§ **DATASET ENTRIES**:

####

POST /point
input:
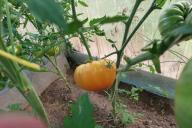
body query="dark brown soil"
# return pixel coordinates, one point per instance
(152, 111)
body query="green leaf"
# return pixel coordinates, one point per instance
(82, 114)
(75, 25)
(157, 65)
(81, 2)
(14, 107)
(183, 101)
(160, 3)
(48, 10)
(107, 20)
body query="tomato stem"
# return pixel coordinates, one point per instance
(9, 25)
(59, 72)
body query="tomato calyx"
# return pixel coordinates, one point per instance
(109, 64)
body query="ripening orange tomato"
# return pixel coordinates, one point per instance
(96, 75)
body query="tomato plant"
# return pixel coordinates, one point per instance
(56, 22)
(96, 75)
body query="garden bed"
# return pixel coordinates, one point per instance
(151, 111)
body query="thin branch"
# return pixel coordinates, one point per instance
(130, 19)
(150, 10)
(110, 54)
(73, 10)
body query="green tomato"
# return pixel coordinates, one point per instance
(53, 51)
(173, 17)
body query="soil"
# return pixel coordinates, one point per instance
(150, 111)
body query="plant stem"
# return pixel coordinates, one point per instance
(80, 33)
(86, 45)
(73, 10)
(9, 25)
(149, 11)
(110, 54)
(128, 23)
(59, 72)
(126, 41)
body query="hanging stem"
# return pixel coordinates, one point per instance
(9, 25)
(59, 72)
(86, 45)
(80, 33)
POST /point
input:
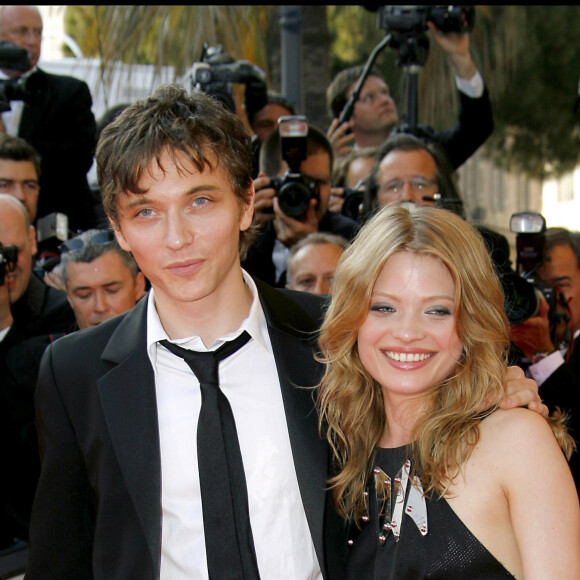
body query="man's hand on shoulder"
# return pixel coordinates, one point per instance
(290, 230)
(522, 392)
(456, 47)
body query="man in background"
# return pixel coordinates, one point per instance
(52, 113)
(312, 262)
(101, 279)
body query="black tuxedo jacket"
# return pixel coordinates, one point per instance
(562, 389)
(58, 122)
(97, 511)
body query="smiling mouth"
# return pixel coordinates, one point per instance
(408, 357)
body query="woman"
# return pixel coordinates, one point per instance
(436, 479)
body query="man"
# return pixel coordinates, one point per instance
(101, 281)
(410, 169)
(375, 113)
(119, 494)
(19, 172)
(312, 262)
(557, 370)
(100, 278)
(28, 310)
(265, 120)
(55, 117)
(268, 255)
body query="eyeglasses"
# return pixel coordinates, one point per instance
(394, 189)
(98, 238)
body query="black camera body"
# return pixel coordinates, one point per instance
(12, 57)
(8, 259)
(217, 71)
(523, 289)
(413, 19)
(294, 192)
(294, 189)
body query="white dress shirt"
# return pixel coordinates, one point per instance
(249, 379)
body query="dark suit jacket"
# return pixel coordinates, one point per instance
(474, 126)
(58, 122)
(40, 312)
(97, 511)
(562, 389)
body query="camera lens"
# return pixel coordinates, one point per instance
(293, 198)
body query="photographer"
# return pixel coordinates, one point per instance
(375, 112)
(268, 255)
(28, 309)
(54, 115)
(20, 171)
(411, 169)
(557, 370)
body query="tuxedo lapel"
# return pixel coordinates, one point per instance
(128, 399)
(293, 336)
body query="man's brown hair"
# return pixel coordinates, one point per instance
(173, 120)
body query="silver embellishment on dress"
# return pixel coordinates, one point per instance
(416, 507)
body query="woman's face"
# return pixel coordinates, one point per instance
(409, 342)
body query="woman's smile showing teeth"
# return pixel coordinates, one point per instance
(407, 357)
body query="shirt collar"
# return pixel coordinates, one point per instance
(254, 324)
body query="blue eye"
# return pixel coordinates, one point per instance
(382, 308)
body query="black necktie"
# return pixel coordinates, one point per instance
(226, 521)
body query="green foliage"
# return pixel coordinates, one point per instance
(354, 33)
(536, 128)
(528, 57)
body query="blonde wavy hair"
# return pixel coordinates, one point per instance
(350, 401)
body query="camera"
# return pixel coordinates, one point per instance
(12, 57)
(8, 259)
(294, 189)
(354, 200)
(522, 289)
(51, 231)
(217, 71)
(413, 19)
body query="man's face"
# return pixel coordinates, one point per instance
(407, 176)
(101, 289)
(266, 120)
(14, 232)
(313, 268)
(19, 179)
(561, 272)
(317, 166)
(375, 111)
(184, 232)
(22, 25)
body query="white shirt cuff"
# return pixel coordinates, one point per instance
(473, 87)
(4, 332)
(546, 366)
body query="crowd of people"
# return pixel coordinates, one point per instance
(371, 380)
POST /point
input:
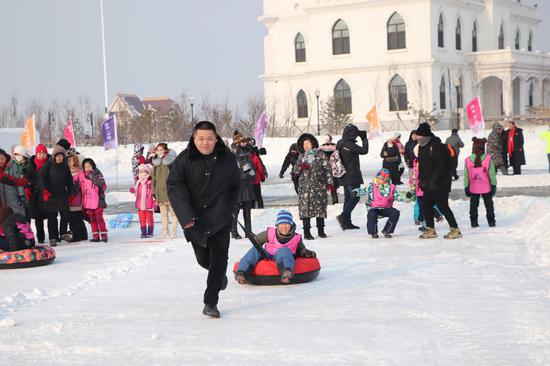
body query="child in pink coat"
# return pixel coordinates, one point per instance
(145, 203)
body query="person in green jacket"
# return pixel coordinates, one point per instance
(545, 135)
(162, 161)
(480, 180)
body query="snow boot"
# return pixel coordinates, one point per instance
(429, 233)
(286, 276)
(454, 233)
(211, 311)
(240, 277)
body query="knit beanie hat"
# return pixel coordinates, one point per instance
(284, 217)
(383, 174)
(41, 148)
(424, 129)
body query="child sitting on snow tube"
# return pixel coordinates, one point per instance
(281, 244)
(15, 233)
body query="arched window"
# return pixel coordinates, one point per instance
(300, 48)
(396, 32)
(440, 35)
(442, 94)
(501, 38)
(458, 35)
(301, 101)
(342, 97)
(340, 38)
(474, 37)
(398, 94)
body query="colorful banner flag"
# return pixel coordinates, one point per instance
(109, 133)
(69, 133)
(475, 115)
(27, 135)
(374, 130)
(259, 132)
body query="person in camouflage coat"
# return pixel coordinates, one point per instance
(494, 147)
(314, 180)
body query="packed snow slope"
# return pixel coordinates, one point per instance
(480, 300)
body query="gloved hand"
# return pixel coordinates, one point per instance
(28, 193)
(309, 253)
(305, 166)
(46, 195)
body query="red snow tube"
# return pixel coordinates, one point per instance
(40, 255)
(266, 272)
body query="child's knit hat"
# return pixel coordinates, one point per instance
(284, 217)
(383, 174)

####

§ **WHAT IS REQUIRED**: Of all the lines in the data above, show only those that hold the word "stem".

§ **SOLUTION TO THIS EXERCISE**:
body query="tomato stem"
body query="plant stem"
body query="hanging stem"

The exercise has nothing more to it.